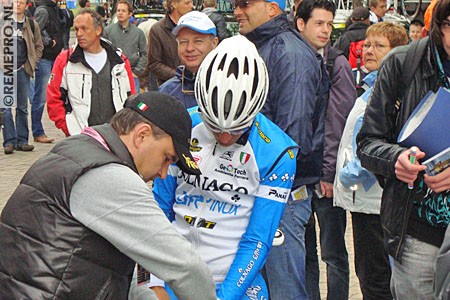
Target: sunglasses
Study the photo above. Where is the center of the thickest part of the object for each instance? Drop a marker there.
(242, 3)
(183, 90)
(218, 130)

* * * * *

- **What to produce**
Output all of the records word for word, and keep the pictures out of the copy.

- **Solution for this task**
Target: sunglasses
Study the photo above. Where is the center of the thickest part of the object for each instance? Drop a marker there.
(242, 3)
(183, 90)
(218, 130)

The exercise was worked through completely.